# Region annotation items
-------------------------
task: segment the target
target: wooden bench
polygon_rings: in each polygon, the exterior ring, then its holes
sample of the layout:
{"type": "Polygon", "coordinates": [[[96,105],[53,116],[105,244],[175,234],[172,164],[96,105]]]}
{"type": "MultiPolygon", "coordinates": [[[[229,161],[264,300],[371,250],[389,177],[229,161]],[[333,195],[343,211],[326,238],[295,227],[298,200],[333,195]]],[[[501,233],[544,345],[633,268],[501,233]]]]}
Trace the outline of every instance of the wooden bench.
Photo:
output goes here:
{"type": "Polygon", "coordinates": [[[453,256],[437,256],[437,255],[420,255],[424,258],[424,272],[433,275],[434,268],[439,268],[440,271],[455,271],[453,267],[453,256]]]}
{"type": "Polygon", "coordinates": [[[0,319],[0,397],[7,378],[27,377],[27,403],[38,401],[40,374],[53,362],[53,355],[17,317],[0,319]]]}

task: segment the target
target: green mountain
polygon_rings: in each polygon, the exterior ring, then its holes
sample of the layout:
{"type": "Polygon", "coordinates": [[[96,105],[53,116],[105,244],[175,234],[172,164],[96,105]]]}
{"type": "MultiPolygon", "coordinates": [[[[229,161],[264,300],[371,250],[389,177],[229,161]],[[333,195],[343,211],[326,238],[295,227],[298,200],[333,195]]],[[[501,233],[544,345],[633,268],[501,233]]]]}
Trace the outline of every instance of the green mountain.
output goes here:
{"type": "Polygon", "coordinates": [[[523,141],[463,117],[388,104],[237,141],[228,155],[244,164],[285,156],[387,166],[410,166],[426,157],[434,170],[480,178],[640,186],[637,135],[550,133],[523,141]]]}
-------------------------
# WORK TO COMPLETE
Write out the items above again, with "Trace the outline" switched to "Draw the boundary" wherever it appears and nothing else altered.

# THE SOLUTION
task: segment the target
target: wooden bench
polygon_rings: in each polygon, the exterior ring, then its holes
sample of the layout:
{"type": "Polygon", "coordinates": [[[96,105],[53,116],[105,244],[175,234],[172,164],[96,105]]]}
{"type": "MultiPolygon", "coordinates": [[[[229,161],[264,300],[371,250],[389,177],[229,161]],[[333,195],[343,211],[326,238],[295,227],[298,200],[333,195]]],[[[501,233],[544,345],[633,268],[501,233]]]]}
Draw the boundary of every instance of the wooden bench.
Photo:
output goes here:
{"type": "Polygon", "coordinates": [[[453,256],[437,256],[437,255],[420,255],[424,258],[424,272],[433,275],[434,268],[439,268],[440,271],[455,271],[453,267],[453,256]]]}
{"type": "Polygon", "coordinates": [[[0,319],[0,397],[7,378],[27,377],[27,403],[38,401],[40,374],[53,362],[53,355],[17,317],[0,319]]]}

task: segment the target
target: green mountain
polygon_rings: in each polygon, the exterior ring, then its holes
sample of the layout:
{"type": "Polygon", "coordinates": [[[96,105],[53,116],[105,244],[175,234],[172,164],[96,105]]]}
{"type": "MultiPolygon", "coordinates": [[[[229,161],[264,300],[371,250],[389,177],[229,161]],[[333,195],[343,211],[326,238],[295,227],[298,200],[333,195]]],[[[501,233],[544,345],[633,268],[501,233]]]]}
Draw the boundary of every instance of the green mountain.
output goes here:
{"type": "Polygon", "coordinates": [[[523,141],[463,117],[388,104],[237,141],[228,155],[244,164],[285,156],[387,166],[410,166],[426,157],[434,170],[480,178],[640,186],[637,135],[550,133],[523,141]]]}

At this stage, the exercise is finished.